■ **Given data**:
* BEGIN *
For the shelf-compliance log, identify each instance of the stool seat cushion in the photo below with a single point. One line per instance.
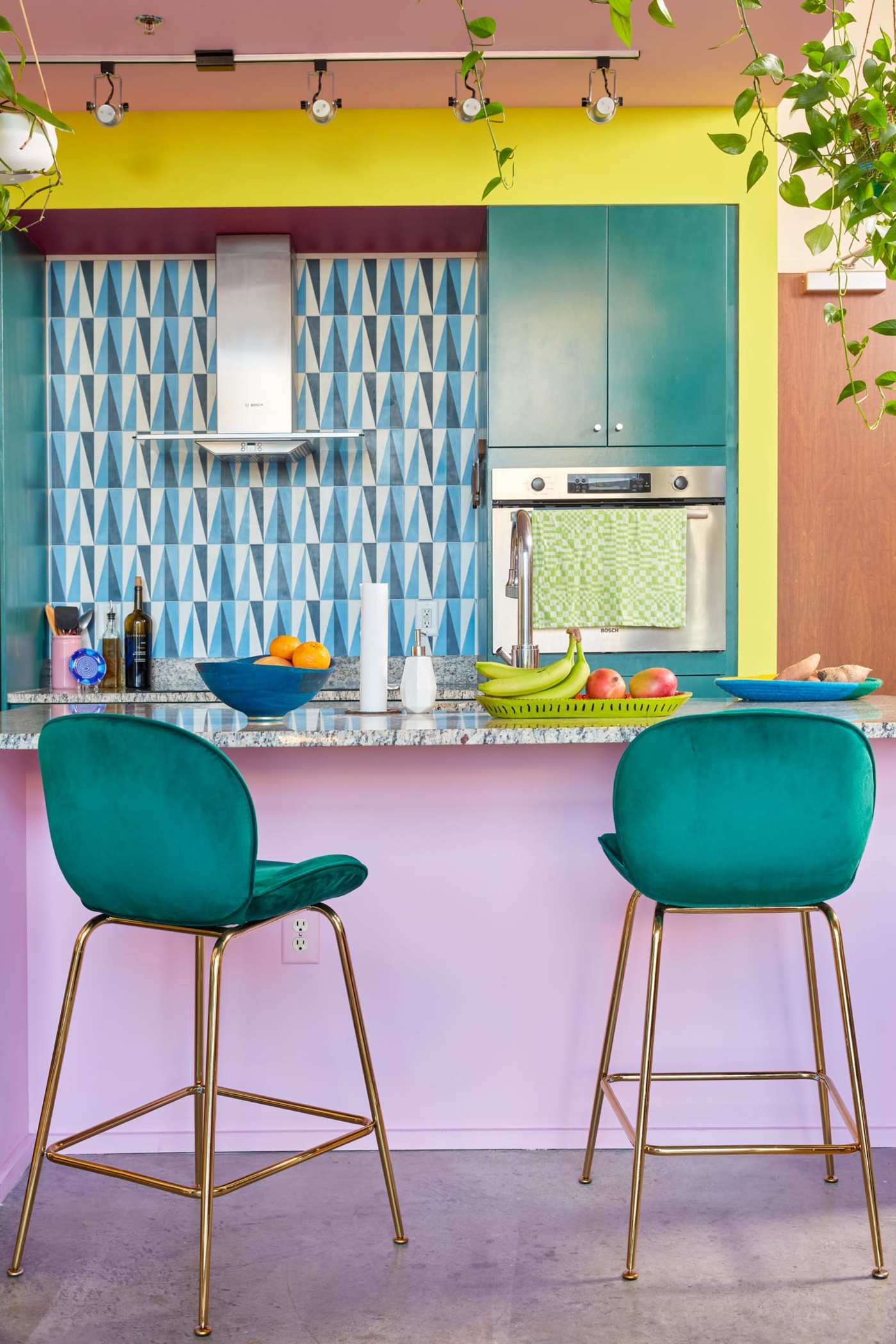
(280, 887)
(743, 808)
* END *
* BEGIN *
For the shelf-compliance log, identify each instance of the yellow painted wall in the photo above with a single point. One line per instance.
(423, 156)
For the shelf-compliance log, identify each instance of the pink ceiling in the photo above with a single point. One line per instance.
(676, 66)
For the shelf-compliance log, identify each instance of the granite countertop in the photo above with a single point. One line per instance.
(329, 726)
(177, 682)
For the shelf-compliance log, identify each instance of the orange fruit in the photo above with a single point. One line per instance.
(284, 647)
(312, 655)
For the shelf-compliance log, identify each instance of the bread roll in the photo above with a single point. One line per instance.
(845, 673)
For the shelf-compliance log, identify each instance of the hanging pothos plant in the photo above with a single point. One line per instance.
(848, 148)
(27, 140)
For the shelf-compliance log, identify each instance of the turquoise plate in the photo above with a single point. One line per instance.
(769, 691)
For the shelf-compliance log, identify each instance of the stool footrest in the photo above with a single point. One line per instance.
* END *
■ **The exercise**: Copy out the entries word for word, from the line with "of the hanging" to the line with "the stool footrest", including both of those lines.

■ **Exercise response**:
For the shelf-compliance log, identify each instance of the hanging pothos plant in the photo above with a single point. One line per instance.
(848, 148)
(27, 140)
For the shelf-compliance log, identify each instance of the turquoise plate in the photo above with a single point. One line per instance.
(769, 691)
For the shelf-compliance log, identify each instance of the stool footrest in the photo above with a single point. One line per instance.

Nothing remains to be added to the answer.